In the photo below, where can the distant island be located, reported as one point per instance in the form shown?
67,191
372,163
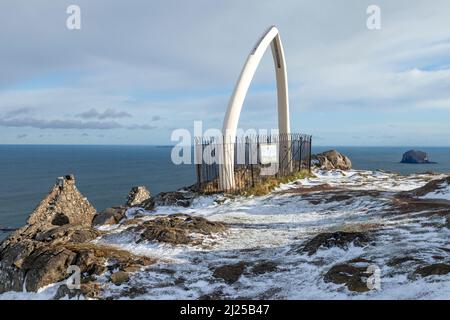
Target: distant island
415,156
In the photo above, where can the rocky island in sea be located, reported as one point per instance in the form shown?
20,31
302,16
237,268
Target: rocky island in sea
415,156
314,238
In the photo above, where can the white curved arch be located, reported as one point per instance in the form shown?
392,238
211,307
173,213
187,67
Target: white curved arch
271,37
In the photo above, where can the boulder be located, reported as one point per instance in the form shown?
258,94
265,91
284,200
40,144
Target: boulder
353,274
335,239
433,186
264,267
178,228
109,216
230,273
332,159
120,277
57,236
137,195
175,198
433,269
415,156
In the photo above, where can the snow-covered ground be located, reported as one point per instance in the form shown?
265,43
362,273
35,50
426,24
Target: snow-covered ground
273,227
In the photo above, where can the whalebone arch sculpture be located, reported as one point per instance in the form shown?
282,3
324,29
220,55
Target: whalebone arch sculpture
270,38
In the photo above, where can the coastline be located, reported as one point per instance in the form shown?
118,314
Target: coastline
380,208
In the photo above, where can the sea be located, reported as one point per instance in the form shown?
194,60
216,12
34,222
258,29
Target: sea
105,174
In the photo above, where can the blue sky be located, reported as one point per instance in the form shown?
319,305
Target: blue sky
137,70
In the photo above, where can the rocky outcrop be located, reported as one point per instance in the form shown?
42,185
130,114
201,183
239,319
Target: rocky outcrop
415,156
335,239
178,228
55,237
353,274
137,196
331,159
432,186
230,273
433,269
175,198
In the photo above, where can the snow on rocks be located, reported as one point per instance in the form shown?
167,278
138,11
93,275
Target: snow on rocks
360,217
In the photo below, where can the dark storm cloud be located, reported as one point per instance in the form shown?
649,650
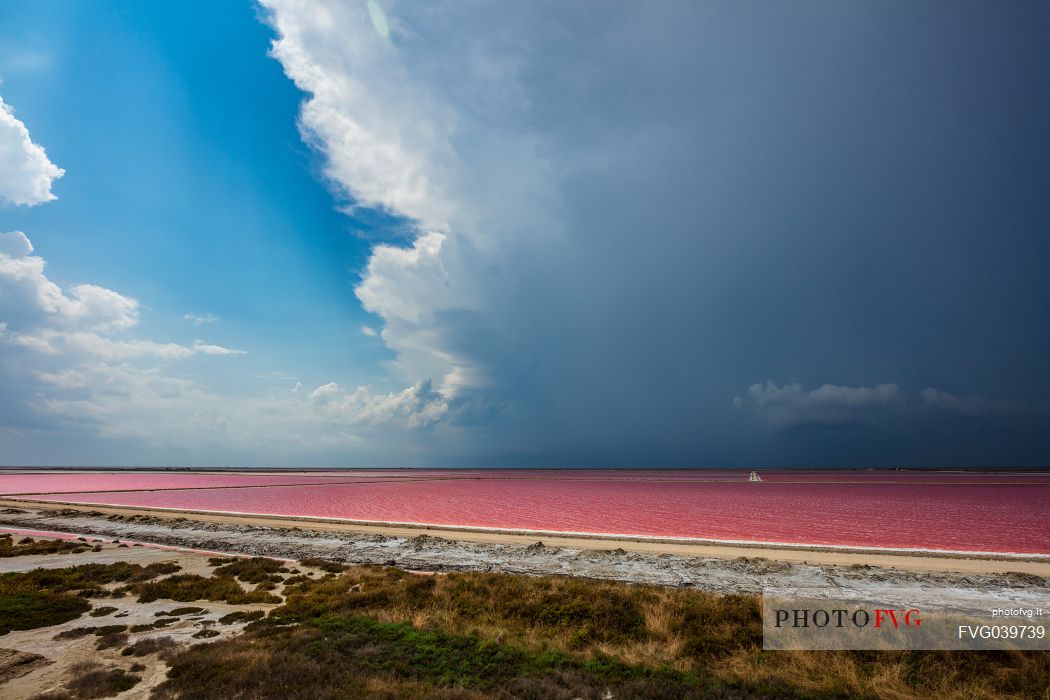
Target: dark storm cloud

■ ■ ■ ■ ■

Directive
Copy every line of the data above word for word, leaving out the pictures.

Problem solution
In the photo below, where can the distant island be located, reported as one point per instance in the form shown?
67,191
372,163
Target: distant island
415,156
In the photo above, where can the rocky island in sea be located, reported as one point per instance in the form shown?
20,31
302,16
237,268
Target: rocky island in sea
415,156
314,238
In the photo above, where can the white curved arch be located, reported as one point per instance in the form shown?
392,238
211,307
173,213
187,67
Target: white curved arch
271,37
In the photo above, where can the boulder be located, reported as one point per instance in the form shown?
258,94
265,91
284,200
40,144
Target: boulder
353,274
335,239
433,186
264,267
178,228
109,216
230,273
332,159
120,277
57,236
137,195
175,198
433,269
415,156
In the photo above, where can the snow-covered ground be located, reported as one point per instance in the form shown?
265,43
362,273
35,50
426,24
Target: snow-covered ground
273,227
In the photo above, where can the whalebone arch sculpture be located, reported as one point per instance in the form shown?
282,3
324,29
220,55
Target: whalebone arch sculpture
270,38
In the photo above, where can the coastline be located, reported as one point per instance in the form shown?
118,314
Target: coastline
380,208
In the photo above, where can the sea be located, reported as one point per instance in the form shown?
194,60
216,12
34,222
258,29
Target: sea
105,174
In the photo above, where can the blue sky be located, reported as one point per instance in the form shown?
319,305
Target: blue sky
137,70
In the photo above, where can the rocky outcrop be located, reported as one point per instance in the form shown?
42,185
130,114
201,183
239,319
Target: rocky outcrop
415,156
335,239
178,228
55,237
353,274
137,196
331,159
432,186
230,273
433,269
175,198
In the photo above, where can the snow on rocks be located, reported as one point per instance in the form shown?
167,278
138,11
93,275
Target: snow on rocks
360,217
In the photo below, where can the dark storm cloud be located, reported as one point per instance in the form shown?
649,650
Target: dark storm cloud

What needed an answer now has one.